- [WHAT IS BEING ASKED]
Copy out all the lines of the data that hold the word "shoe".

*** Opening of SOURCE RECORDS ***

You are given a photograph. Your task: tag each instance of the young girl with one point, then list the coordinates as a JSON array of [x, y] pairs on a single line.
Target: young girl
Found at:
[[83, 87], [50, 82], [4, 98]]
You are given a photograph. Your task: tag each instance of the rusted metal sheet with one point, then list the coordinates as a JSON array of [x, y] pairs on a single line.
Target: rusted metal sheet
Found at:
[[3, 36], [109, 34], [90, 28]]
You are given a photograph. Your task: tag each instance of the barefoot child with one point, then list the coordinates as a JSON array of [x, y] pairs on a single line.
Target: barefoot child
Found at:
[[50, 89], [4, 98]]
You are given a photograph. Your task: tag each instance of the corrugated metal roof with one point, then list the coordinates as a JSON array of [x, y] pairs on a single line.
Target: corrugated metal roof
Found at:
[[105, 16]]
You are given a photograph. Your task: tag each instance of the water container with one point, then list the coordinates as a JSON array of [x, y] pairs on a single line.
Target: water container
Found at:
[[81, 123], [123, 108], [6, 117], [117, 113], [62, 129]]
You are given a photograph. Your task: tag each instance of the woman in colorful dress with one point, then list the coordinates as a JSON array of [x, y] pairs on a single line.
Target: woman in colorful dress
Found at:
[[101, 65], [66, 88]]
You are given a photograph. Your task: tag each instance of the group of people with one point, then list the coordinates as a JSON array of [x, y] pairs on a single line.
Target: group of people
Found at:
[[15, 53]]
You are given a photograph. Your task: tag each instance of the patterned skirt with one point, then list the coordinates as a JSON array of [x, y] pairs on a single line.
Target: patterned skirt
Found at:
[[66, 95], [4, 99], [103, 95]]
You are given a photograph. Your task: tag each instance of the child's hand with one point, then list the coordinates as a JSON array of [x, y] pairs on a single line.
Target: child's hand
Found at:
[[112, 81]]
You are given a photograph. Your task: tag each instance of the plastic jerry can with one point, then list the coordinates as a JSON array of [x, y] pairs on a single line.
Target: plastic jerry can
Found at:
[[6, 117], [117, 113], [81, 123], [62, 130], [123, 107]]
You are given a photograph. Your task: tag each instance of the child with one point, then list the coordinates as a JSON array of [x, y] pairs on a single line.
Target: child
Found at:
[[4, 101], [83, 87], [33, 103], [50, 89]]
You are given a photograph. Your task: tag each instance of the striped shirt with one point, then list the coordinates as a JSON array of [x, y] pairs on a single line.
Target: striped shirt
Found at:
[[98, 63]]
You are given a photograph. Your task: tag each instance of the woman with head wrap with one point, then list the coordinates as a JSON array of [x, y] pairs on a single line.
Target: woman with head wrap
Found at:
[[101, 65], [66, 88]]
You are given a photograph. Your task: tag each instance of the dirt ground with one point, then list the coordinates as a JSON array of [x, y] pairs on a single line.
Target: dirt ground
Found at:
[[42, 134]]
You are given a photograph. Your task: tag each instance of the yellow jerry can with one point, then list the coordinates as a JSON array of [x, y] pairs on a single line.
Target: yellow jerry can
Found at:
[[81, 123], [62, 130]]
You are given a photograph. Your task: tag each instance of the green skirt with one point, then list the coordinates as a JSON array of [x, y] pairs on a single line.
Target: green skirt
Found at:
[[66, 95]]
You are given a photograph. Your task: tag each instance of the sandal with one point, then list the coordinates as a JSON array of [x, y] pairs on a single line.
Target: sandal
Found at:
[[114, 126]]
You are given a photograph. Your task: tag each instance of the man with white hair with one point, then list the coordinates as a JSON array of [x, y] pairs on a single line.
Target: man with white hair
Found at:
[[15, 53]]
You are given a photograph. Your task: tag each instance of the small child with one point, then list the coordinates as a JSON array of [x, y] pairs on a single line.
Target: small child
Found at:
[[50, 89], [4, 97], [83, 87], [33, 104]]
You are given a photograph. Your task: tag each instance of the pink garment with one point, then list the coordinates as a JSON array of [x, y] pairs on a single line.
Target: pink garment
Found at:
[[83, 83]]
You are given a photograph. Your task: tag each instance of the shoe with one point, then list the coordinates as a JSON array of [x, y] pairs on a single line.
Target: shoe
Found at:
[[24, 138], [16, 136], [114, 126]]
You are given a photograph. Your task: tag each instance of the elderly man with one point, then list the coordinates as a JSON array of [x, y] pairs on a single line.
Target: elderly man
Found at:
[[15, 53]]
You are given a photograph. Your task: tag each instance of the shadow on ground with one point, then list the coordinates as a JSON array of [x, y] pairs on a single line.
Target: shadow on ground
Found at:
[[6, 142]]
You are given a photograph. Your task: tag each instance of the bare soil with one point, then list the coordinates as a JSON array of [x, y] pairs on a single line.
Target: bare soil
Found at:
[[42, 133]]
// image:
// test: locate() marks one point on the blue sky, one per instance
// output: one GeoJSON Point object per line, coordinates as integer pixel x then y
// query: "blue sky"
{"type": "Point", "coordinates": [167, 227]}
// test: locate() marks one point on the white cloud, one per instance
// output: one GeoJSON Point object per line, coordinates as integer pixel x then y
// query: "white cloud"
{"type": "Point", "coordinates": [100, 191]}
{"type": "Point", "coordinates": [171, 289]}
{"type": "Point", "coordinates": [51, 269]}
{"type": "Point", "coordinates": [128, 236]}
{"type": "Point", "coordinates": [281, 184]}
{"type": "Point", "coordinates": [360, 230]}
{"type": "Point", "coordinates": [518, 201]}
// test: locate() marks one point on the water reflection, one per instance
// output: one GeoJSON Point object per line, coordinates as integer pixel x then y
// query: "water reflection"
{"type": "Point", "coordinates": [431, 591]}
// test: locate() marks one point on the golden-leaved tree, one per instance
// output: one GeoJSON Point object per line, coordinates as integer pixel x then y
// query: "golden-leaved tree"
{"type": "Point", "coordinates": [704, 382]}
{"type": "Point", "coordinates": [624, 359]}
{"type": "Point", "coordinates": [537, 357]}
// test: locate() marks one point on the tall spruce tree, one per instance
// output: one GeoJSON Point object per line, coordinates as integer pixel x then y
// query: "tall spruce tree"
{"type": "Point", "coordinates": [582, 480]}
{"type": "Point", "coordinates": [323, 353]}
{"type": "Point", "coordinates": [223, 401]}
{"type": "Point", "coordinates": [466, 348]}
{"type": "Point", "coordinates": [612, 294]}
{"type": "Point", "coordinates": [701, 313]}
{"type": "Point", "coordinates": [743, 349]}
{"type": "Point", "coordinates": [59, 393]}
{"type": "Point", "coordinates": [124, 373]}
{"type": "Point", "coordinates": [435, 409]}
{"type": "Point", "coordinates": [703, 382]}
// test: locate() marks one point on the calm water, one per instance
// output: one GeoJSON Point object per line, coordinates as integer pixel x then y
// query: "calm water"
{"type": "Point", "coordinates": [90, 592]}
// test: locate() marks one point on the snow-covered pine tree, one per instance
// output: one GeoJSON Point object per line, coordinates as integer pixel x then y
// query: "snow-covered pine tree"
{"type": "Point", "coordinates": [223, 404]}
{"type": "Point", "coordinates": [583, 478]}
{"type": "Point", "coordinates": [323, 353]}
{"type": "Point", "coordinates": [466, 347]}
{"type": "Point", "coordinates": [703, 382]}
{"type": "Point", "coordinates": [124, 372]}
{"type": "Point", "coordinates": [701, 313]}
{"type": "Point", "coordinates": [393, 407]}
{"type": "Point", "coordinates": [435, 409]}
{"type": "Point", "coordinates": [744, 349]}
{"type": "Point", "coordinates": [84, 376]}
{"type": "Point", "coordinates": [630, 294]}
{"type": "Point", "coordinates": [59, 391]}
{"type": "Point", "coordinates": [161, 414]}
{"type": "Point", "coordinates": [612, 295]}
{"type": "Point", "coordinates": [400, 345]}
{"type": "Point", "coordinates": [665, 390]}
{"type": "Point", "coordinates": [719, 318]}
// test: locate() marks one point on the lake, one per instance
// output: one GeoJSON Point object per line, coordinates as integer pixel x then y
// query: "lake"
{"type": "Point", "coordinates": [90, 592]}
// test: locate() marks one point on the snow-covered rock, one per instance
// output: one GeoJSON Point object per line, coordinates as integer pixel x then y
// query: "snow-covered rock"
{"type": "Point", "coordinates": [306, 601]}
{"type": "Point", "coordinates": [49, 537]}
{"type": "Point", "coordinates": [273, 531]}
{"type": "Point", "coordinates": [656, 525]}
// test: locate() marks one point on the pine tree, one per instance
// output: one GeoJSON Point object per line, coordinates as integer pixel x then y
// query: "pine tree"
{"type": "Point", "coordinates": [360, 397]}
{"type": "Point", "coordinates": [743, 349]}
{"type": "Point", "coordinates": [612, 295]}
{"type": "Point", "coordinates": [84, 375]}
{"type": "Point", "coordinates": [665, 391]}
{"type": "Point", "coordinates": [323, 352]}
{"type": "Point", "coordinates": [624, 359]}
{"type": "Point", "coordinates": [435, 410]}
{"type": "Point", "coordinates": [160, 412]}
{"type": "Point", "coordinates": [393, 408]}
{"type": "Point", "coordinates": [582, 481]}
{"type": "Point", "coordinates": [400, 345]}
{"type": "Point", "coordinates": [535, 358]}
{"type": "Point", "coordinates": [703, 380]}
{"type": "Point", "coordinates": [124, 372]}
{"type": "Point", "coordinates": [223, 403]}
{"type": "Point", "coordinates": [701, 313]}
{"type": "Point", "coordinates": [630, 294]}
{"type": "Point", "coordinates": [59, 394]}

*** Close of SOURCE RECORDS ***

- [PROBLEM SOLUTION]
You are given a photograph. Your task: tag each instance of the shoe with one point, then list the coordinates as a JSON array of [x, y] pairs on a single line.
Target: shoe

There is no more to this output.